▶ Your goal
Could you put the records, starting at the beginning and ending at the line containing "<point>527,181</point>", into a Markdown table with the columns Row and Line, one line per row and blank lines omitted?

▶ Provided material
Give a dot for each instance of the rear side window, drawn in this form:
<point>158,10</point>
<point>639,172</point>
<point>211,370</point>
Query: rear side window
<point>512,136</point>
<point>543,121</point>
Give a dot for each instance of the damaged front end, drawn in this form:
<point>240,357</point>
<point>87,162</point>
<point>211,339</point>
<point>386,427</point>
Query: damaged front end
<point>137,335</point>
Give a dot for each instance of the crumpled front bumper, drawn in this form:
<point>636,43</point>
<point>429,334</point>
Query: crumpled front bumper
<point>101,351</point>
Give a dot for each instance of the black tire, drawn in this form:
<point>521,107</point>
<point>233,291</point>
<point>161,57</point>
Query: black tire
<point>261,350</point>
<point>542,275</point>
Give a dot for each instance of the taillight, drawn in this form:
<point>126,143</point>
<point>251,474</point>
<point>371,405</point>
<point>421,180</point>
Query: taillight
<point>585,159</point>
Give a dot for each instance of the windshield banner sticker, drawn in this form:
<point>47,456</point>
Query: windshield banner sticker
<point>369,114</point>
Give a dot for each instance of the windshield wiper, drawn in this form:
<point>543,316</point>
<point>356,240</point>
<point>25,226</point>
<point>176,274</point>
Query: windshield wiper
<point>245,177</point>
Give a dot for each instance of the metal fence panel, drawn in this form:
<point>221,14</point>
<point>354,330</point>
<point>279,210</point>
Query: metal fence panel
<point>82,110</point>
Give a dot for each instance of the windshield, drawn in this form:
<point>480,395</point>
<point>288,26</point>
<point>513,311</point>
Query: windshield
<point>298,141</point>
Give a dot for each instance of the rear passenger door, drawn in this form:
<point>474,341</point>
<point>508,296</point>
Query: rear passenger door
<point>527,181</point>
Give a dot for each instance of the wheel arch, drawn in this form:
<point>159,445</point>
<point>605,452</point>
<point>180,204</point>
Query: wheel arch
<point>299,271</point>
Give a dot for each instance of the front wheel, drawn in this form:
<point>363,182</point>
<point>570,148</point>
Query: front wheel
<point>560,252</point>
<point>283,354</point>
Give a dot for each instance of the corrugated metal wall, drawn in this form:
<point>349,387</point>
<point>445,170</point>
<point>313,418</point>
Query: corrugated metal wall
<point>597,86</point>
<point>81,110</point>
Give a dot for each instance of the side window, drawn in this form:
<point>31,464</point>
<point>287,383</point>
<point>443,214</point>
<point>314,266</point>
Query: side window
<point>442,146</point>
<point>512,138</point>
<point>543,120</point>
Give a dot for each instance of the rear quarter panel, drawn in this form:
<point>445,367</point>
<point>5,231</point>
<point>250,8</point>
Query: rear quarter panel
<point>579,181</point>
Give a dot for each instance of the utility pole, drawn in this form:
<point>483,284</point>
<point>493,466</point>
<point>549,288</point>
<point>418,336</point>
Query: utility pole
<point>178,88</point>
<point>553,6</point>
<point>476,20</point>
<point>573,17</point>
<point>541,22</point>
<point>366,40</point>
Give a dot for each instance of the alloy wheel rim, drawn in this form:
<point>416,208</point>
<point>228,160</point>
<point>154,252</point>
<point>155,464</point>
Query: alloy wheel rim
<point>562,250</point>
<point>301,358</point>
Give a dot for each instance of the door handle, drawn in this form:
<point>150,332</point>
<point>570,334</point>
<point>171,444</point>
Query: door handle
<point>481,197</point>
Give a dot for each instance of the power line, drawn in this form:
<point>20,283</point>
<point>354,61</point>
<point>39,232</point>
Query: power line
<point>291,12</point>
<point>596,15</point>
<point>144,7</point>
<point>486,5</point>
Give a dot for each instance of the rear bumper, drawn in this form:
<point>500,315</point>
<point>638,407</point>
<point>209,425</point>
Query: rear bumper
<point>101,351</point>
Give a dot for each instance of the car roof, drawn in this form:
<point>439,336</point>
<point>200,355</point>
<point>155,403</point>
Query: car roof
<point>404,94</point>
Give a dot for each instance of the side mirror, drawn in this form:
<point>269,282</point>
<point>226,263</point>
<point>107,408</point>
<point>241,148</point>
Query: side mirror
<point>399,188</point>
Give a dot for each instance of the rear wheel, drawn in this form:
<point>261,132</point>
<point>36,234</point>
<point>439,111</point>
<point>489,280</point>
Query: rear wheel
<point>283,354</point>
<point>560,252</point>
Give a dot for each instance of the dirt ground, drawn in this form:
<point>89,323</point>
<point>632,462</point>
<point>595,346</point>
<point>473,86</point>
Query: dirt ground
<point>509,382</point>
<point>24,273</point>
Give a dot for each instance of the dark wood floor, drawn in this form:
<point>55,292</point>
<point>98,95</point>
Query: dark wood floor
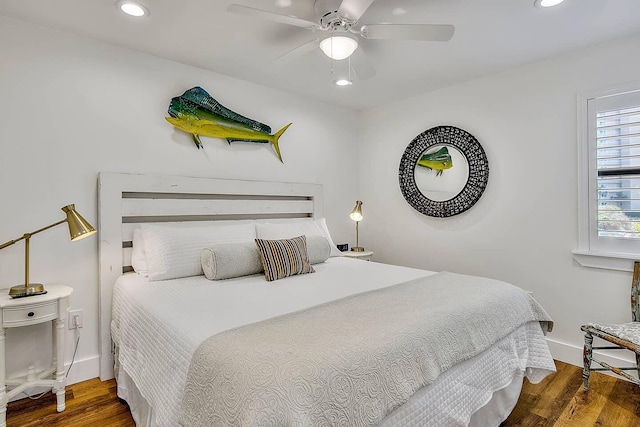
<point>557,401</point>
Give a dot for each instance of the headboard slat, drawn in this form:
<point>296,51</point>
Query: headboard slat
<point>127,200</point>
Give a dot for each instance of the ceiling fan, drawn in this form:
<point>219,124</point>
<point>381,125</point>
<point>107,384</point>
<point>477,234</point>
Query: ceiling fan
<point>340,19</point>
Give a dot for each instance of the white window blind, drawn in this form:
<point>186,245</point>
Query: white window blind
<point>614,176</point>
<point>618,166</point>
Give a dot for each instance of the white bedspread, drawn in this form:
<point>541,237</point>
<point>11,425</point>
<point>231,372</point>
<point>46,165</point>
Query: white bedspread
<point>157,326</point>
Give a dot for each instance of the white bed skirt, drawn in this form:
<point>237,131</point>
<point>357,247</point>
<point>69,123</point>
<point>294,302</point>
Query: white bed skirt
<point>479,392</point>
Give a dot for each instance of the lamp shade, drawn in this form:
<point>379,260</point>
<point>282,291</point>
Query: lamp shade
<point>79,228</point>
<point>338,47</point>
<point>356,213</point>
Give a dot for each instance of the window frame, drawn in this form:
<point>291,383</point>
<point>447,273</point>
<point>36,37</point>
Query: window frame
<point>589,252</point>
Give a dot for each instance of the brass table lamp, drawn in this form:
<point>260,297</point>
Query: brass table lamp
<point>79,228</point>
<point>356,215</point>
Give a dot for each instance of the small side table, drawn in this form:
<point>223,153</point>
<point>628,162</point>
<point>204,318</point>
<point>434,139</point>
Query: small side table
<point>50,307</point>
<point>364,255</point>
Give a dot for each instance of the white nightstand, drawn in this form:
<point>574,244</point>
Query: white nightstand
<point>364,255</point>
<point>50,307</point>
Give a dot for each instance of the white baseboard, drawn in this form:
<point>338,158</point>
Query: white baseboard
<point>81,370</point>
<point>572,354</point>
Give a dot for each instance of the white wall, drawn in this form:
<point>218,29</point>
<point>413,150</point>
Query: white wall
<point>71,107</point>
<point>524,227</point>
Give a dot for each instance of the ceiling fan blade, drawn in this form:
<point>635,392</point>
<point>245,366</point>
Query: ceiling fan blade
<point>275,17</point>
<point>354,9</point>
<point>421,32</point>
<point>297,52</point>
<point>361,65</point>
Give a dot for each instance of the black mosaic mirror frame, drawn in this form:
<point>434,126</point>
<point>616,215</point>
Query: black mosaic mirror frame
<point>477,161</point>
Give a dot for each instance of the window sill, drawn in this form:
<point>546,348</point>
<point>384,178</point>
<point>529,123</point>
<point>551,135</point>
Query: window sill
<point>606,260</point>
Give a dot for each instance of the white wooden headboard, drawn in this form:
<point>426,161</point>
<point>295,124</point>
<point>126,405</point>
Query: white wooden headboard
<point>127,200</point>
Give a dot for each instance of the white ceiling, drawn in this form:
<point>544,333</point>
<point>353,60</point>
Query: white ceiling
<point>491,36</point>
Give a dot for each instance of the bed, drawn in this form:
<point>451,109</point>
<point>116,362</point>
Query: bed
<point>154,332</point>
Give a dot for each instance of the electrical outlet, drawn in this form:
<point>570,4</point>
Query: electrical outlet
<point>76,319</point>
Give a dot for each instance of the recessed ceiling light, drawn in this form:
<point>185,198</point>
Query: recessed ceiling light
<point>132,8</point>
<point>547,3</point>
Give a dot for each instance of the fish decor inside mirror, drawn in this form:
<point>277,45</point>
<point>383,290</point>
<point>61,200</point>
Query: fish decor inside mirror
<point>197,113</point>
<point>438,161</point>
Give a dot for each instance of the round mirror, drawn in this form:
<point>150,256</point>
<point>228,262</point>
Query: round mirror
<point>435,174</point>
<point>443,171</point>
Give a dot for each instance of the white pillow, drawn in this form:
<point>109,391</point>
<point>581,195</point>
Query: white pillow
<point>295,228</point>
<point>318,249</point>
<point>138,254</point>
<point>227,260</point>
<point>175,252</point>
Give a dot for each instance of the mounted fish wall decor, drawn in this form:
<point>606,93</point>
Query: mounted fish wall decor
<point>198,114</point>
<point>443,194</point>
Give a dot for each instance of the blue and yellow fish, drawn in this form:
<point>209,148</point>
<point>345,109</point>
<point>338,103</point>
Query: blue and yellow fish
<point>198,114</point>
<point>438,161</point>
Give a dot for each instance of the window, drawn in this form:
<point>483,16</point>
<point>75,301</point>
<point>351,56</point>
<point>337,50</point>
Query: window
<point>609,178</point>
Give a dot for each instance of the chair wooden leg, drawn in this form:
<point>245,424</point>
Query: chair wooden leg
<point>587,353</point>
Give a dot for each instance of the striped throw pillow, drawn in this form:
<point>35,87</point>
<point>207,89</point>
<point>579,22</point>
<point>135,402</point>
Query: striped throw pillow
<point>284,258</point>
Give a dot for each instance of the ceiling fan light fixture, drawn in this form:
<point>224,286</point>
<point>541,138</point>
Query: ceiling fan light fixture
<point>338,47</point>
<point>343,82</point>
<point>132,8</point>
<point>547,3</point>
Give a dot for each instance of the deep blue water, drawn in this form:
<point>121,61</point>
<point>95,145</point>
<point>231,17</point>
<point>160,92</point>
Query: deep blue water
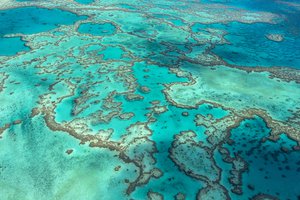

▶ Answer to this exercise
| Row | Line |
|---|---|
| 1 | Give a dot for each instance of the rear side window, drawn in this form: |
| 2 | <point>158,10</point> |
| 3 | <point>639,172</point> |
| 4 | <point>211,370</point> |
| 5 | Query: rear side window |
| 6 | <point>512,136</point> |
| 7 | <point>543,121</point> |
| 8 | Give a dot for each instance of the damaged front end, drawn in this form: |
| 9 | <point>240,357</point> |
| 10 | <point>87,162</point> |
| 11 | <point>211,339</point> |
| 12 | <point>386,427</point> |
| 13 | Query: damaged front end |
| 14 | <point>137,335</point> |
| 15 | Give a dot for each instance of the crumpled front bumper, drawn in this form: |
| 16 | <point>636,43</point> |
| 17 | <point>429,334</point> |
| 18 | Query: crumpled front bumper |
| 19 | <point>101,351</point> |
| 20 | Give a dot for each instance of the black tire, drawn in this form: |
| 21 | <point>521,107</point> |
| 22 | <point>233,291</point> |
| 23 | <point>161,57</point> |
| 24 | Query: black tire |
| 25 | <point>261,350</point> |
| 26 | <point>542,275</point> |
| 27 | Give a dot for each instance of the taillight, drawn in this form: |
| 28 | <point>126,143</point> |
| 29 | <point>251,474</point> |
| 30 | <point>371,405</point> |
| 31 | <point>421,180</point> |
| 32 | Query: taillight |
| 33 | <point>585,159</point> |
| 34 | Give a dot for each instance of the windshield banner sticker, drawn in this form: |
| 35 | <point>47,456</point> |
| 36 | Query: windshield banner sticker |
| 37 | <point>369,114</point> |
| 38 | Give a dot for each instance of the windshield wiper, drawn in this form: |
| 39 | <point>543,316</point> |
| 40 | <point>356,240</point> |
| 41 | <point>25,226</point> |
| 42 | <point>176,274</point> |
| 43 | Query: windshield wiper |
| 44 | <point>245,177</point> |
| 45 | Give a dot for each instance of the metal fence panel, drawn in this form: |
| 46 | <point>221,14</point> |
| 47 | <point>354,330</point> |
| 48 | <point>279,210</point> |
| 49 | Query: metal fence panel |
| 50 | <point>82,110</point> |
| 51 | Give a dot for each instance of the windshield, drawn in this form: |
| 52 | <point>480,395</point> |
| 53 | <point>288,26</point> |
| 54 | <point>513,311</point> |
| 55 | Query: windshield |
| 56 | <point>298,141</point> |
| 57 | Give a dot for each instance of the rear passenger door, drawn in this form: |
| 58 | <point>474,341</point> |
| 59 | <point>508,296</point> |
| 60 | Query: rear passenger door |
| 61 | <point>527,181</point> |